古本 雲波

元図書館員のご夫婦の蔵書がスタート
親子で本との出会いが楽しめる場所

 

純文学、映画、サブカル、思想系……。多彩で深い品ぞろえに惹かれ、以前から何度も足を運んでいた、雲波。実は子どもの本も壁いっぱいにあり、親子で行っても楽しめるお店なのです。
子どもが立ち読みを止めないので焦っていたら、「いいのよ」と椅子を持ってきてくださり、古本屋さんに勝手に抱いていた敷居がとても低くなりました。

店主の佐藤勝彦さん、奥様の石川七重さんにお話を伺いました。

 

~お店のオープンはいつですか?

2014年9月5日です。

青が目に鮮やかな看板

~お店の名前の由来?

由来の元となったものは、3つあります。

①中国の詩の一節、「雨過天晴雲破処」(青磁の色を、雨が降った後の雲の隙間に見える空の色にたとえたもの)から。店名なので「破」は「波」にしました。

②ロアルド・ダールの「チョコレート工場の秘密」に出てくる、“ウンパ・ルンパ”の響きから。

窓辺にはウォンカチョコレートのトラックが

 

 

 

③寺田寅彦の随筆にある「雲のようにまた波のように」という一節から。

※寺田寅彦随筆集 第一巻(岩波文庫)

 

~お店を始めたきっかけは?

2人とも図書館員をしていたものですから、本を読んだり、買ったりするのが趣味で、どんどん増えっていって。定年退職後、実家をリフォームし、たまり過ぎた蔵書を並べるところから始まって今の形になっていきました。(佐藤さん)

◇ ◇ ◇

[課題 A]
下のエントリのうち、「grain」という語を含む行をすべて抜き出してください。

◇ ◇ ◇

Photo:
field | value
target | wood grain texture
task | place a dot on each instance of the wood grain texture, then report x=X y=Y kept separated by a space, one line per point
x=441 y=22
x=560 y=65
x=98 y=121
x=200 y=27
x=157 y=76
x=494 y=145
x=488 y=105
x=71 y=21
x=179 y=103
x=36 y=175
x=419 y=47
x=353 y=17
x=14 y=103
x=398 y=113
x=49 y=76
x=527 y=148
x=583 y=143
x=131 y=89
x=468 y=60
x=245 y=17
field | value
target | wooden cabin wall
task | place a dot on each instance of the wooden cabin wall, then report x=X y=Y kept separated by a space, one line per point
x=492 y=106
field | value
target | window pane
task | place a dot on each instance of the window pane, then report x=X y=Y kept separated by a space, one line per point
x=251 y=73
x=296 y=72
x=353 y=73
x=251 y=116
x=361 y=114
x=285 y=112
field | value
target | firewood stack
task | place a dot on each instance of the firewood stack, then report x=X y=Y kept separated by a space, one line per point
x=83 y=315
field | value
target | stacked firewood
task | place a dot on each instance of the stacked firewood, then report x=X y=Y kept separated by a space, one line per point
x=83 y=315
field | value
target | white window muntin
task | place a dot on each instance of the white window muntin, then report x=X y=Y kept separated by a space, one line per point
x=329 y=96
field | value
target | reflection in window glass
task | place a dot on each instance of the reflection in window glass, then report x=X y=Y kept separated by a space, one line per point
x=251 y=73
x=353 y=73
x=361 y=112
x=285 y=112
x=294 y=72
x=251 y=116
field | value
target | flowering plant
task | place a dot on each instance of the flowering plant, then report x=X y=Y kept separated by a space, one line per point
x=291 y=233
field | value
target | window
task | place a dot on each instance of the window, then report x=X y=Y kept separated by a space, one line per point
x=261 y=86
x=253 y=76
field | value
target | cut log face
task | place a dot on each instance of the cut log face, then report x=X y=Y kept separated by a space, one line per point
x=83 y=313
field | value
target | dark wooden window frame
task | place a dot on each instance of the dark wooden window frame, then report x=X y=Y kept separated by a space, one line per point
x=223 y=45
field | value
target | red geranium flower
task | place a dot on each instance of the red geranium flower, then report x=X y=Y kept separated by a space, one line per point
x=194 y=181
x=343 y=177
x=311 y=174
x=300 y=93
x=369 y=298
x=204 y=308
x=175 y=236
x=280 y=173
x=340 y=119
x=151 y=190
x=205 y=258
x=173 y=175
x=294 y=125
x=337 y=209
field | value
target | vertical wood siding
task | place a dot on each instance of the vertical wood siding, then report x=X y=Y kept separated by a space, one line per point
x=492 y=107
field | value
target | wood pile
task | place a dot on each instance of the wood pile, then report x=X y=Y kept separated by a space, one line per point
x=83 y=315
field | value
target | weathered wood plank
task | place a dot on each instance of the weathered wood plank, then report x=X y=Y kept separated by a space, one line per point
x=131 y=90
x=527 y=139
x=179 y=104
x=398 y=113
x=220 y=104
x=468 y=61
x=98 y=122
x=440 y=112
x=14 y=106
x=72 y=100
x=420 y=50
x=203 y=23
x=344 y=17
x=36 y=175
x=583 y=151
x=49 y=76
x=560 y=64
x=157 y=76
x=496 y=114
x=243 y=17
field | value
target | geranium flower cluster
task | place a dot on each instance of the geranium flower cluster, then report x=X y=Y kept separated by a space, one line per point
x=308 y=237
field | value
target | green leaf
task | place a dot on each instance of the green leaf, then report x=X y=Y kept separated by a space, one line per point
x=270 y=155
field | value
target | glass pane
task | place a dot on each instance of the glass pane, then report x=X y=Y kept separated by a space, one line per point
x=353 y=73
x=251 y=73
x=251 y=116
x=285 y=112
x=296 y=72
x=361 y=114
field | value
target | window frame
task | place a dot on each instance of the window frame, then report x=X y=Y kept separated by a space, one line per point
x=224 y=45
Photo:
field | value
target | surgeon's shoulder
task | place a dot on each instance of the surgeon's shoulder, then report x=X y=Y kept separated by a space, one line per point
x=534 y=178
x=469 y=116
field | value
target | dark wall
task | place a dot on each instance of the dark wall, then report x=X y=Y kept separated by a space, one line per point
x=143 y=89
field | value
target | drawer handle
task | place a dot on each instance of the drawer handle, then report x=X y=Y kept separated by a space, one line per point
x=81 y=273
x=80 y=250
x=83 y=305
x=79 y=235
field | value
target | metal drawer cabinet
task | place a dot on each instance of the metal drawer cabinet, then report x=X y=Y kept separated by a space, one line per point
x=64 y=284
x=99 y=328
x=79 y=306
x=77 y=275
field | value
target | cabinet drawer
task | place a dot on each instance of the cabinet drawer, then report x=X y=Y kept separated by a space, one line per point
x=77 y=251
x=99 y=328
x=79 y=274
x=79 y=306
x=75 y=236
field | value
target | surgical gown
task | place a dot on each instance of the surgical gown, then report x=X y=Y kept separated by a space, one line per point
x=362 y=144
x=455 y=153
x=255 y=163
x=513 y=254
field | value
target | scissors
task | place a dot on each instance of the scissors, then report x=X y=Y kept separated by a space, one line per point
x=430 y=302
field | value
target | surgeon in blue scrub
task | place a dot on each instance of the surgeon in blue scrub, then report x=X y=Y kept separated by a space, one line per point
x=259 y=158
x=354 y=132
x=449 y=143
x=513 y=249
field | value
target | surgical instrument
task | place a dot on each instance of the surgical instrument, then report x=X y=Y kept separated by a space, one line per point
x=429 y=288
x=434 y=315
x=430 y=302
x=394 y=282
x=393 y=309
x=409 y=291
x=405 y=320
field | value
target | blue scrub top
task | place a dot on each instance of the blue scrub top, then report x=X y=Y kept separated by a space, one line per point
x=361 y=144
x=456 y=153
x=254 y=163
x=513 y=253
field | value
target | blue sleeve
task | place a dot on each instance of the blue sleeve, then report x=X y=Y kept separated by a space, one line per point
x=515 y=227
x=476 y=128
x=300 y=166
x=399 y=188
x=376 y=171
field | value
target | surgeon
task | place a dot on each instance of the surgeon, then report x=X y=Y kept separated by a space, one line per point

◇ ◇ ◇

[課題 B]
上にある古本雲波の紹介文を、全文一字も変えずに打ち直してください。

[解答 A]
target | wood grain texture
task | place a dot on each instance of the wood grain texture, then report x=X y=Y kept separated by a space, one line per point

[解答 B]
古本 雲波

元図書館員のご夫婦の蔵書がスタート
親子で本との出会いが楽しめる場所

 

純文学、映画、サブカル、思想系……。多彩で深い品ぞろえに惹かれ、以前から何度も足を運んでいた、雲波。実は子どもの本も壁いっぱいにあり、親子で行っても楽しめるお店なのです。
子どもが立ち読みを止めないので焦っていたら、「いいのよ」と椅子を持ってきてくださり、古本屋さんに勝手に抱いていた敷居がとても低くなりました。

店主の佐藤勝彦さん、奥様の石川七重さんにお話を伺いました。

 

~お店のオープンはいつですか?

2014年9月5日です。

青が目に鮮やかな看板

~お店の名前の由来?

由来の元となったものは、3つあります。

①中国の詩の一節、「雨過天晴雲破処」(青磁の色を、雨が降った後の雲の隙間に見える空の色にたとえたもの)から。店名なので「破」は「波」にしました。

②ロアルド・ダールの「チョコレート工場の秘密」に出てくる、“ウンパ・ルンパ”の響きから。

窓辺にはウォンカチョコレートのトラックが

 

 

 

③寺田寅彦の随筆にある「雲のようにまた波のように」という一節から。

※寺田寅彦随筆集 第一巻(岩波文庫)

 

~お店を始めたきっかけは?

2人とも図書館員をしていたものですから、本を読んだり、買ったりするのが趣味で、どんどん増えっていって。定年退職後、実家をリフォームし、たまり過ぎた蔵書を並べるところから始まって今の形になっていきました。(佐藤さん)